### WORK INSTRUCTIONS
Copy the records word for word, from their first line through the line containing "[42,144,140,196]", including both.

(Stored entries)
-- start --
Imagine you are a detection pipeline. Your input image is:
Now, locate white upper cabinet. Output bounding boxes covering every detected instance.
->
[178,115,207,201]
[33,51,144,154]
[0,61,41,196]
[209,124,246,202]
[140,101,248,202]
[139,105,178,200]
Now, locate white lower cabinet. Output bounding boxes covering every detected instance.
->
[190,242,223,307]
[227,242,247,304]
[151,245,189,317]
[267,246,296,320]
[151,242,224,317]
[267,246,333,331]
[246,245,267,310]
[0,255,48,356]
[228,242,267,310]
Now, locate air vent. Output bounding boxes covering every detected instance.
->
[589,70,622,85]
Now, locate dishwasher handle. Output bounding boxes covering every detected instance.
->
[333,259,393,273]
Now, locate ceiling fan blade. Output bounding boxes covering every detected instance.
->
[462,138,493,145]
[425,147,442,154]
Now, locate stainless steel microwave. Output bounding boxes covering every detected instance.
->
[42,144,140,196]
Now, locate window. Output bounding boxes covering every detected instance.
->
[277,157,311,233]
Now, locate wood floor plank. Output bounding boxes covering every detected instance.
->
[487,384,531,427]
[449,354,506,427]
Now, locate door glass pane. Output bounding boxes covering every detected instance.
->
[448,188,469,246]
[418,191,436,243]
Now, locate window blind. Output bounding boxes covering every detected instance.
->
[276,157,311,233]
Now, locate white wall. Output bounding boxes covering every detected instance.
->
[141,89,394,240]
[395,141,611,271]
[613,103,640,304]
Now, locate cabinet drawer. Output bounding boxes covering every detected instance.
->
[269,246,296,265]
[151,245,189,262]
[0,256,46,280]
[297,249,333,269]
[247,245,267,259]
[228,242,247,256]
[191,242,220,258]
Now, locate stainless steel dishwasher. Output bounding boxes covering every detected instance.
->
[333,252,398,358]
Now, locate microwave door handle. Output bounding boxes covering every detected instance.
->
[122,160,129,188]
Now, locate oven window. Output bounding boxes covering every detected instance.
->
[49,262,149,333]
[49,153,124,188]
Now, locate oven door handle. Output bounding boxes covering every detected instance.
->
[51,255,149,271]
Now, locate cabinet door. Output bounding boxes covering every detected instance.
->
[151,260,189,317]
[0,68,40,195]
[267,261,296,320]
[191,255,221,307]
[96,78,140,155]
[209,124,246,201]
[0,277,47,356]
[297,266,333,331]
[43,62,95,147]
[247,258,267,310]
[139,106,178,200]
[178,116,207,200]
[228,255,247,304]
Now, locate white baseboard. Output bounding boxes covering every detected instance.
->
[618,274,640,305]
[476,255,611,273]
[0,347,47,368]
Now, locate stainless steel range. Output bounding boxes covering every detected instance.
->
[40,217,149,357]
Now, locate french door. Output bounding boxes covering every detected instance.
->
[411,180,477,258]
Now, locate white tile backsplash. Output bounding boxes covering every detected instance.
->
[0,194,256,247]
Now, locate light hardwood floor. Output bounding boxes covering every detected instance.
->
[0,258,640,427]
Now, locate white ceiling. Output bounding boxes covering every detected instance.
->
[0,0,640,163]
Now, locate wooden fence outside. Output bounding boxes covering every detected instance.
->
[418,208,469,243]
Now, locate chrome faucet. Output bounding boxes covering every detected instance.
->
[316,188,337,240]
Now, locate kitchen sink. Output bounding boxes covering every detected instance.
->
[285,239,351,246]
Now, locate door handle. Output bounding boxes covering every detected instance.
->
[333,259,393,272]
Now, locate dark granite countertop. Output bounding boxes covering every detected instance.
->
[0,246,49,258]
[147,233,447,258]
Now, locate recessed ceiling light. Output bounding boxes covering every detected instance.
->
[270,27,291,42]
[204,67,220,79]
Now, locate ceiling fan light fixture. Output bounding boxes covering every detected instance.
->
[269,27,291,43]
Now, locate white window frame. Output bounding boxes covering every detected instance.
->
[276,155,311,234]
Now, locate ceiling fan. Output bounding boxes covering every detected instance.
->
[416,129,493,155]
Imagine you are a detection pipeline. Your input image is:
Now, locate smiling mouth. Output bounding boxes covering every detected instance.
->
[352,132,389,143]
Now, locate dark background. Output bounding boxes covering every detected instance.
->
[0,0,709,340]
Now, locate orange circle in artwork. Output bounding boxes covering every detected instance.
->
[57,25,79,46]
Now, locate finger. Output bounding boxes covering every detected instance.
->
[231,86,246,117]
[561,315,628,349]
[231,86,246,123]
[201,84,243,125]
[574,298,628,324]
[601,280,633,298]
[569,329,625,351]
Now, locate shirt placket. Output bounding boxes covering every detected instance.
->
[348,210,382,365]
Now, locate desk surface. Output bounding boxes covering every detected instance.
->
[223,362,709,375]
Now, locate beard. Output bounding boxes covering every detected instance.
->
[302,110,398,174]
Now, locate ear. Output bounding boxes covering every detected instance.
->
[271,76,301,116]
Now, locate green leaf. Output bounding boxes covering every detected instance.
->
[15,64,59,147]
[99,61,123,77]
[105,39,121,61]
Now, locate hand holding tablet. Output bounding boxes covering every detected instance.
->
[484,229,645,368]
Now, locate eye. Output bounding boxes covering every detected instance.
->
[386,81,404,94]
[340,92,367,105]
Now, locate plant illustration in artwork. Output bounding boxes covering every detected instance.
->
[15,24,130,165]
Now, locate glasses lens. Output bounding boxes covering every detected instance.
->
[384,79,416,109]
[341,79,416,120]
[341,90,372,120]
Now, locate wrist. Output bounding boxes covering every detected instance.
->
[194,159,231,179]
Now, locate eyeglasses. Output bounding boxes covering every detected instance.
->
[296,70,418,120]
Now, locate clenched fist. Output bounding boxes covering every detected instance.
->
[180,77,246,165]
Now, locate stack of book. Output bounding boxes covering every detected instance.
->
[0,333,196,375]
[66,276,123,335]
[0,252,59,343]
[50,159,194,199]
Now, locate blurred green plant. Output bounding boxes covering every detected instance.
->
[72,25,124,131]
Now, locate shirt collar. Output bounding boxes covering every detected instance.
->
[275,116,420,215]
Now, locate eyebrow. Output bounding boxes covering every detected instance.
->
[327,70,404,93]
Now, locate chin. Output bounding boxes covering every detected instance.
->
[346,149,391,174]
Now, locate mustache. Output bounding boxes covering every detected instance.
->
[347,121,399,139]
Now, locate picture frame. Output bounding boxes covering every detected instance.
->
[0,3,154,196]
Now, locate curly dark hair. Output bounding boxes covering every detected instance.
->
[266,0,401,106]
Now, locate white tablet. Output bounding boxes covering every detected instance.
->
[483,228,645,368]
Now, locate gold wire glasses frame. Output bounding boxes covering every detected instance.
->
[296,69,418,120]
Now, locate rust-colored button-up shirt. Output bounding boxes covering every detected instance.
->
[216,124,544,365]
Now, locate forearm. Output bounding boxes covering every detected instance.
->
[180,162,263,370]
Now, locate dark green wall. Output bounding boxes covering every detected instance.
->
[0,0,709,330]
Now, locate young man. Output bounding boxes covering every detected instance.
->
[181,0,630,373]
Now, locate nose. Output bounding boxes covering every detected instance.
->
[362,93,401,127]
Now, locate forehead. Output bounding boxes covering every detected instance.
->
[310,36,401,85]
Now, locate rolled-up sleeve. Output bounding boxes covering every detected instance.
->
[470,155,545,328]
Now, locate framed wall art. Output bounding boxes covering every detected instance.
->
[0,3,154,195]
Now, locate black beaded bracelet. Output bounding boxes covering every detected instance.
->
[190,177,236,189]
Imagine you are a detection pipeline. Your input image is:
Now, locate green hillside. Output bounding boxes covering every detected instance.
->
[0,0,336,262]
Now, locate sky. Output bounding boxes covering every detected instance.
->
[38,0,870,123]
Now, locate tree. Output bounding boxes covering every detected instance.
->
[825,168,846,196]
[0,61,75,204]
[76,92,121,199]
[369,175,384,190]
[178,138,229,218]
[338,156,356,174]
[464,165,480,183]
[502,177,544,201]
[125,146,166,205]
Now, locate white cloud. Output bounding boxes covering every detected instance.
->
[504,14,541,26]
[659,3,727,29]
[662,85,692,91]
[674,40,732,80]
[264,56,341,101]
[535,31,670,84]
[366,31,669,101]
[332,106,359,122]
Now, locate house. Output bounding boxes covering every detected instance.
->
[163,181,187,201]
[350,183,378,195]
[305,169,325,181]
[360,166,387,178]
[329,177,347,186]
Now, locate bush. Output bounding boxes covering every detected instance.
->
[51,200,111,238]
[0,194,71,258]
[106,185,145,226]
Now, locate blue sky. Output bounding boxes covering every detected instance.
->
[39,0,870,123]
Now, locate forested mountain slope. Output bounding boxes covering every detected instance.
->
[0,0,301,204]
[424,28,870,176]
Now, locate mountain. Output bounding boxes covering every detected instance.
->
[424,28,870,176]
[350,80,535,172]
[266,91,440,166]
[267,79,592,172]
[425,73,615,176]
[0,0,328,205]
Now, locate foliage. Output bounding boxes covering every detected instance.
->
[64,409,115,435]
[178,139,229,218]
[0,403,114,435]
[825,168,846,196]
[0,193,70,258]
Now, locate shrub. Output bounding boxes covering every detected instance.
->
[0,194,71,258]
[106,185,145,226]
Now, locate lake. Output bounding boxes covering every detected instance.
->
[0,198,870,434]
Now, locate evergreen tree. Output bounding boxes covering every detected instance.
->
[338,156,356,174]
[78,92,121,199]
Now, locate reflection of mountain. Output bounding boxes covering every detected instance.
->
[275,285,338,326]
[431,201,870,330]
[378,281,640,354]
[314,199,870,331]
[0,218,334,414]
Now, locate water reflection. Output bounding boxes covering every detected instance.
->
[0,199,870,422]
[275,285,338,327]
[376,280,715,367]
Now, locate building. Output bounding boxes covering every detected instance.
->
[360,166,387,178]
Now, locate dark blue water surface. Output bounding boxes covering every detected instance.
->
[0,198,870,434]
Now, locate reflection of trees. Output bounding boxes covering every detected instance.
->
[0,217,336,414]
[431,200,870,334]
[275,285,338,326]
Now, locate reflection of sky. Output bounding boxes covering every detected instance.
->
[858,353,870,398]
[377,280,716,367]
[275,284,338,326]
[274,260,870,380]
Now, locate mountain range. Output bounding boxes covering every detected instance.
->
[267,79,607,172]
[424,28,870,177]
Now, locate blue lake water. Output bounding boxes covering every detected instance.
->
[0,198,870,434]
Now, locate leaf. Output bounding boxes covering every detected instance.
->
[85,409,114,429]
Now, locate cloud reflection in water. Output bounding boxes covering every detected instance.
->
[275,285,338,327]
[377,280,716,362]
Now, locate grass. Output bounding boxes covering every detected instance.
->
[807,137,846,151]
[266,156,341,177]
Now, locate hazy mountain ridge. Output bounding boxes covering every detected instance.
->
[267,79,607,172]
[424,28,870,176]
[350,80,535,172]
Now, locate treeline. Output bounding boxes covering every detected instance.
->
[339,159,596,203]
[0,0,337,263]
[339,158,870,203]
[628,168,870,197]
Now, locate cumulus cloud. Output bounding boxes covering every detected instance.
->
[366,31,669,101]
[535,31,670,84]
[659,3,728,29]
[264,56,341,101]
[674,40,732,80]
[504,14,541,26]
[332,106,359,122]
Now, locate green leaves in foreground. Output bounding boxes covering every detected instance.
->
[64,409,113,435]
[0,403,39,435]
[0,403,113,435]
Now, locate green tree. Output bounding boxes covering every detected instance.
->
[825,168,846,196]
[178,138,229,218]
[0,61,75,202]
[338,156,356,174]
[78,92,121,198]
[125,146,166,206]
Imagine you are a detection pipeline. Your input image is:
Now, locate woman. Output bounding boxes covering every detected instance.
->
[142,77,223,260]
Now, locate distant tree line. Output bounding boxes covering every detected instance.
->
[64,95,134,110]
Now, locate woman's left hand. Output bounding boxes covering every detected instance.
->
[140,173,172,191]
-- end --
### CORRECT OUTPUT
Imagine you are a detection pipeline. Your input image is:
Now, locate white upper cabinet. Output bounding boxes covering every detected instance.
->
[178,115,207,201]
[33,51,144,154]
[0,61,41,196]
[209,124,246,202]
[140,101,248,202]
[139,105,178,200]
Now, locate white lower cabinet. Output bounding boxes covering every detected instance.
->
[190,242,223,307]
[227,242,247,304]
[151,245,189,317]
[267,246,296,320]
[151,242,224,317]
[267,246,333,331]
[246,245,267,310]
[0,255,48,356]
[228,242,267,310]
Now, locate air vent. Output bounding boxes covering every detected instance.
->
[589,70,622,85]
Now, locate dishwasher handle. Output bounding boxes covering every detected instance.
->
[333,259,393,273]
Now, locate ceiling fan blade. Output bounding boxes covering every detected instance.
->
[462,138,493,145]
[425,147,442,154]
Now, locate stainless steel microwave. Output bounding boxes covering every detected instance.
->
[42,144,140,196]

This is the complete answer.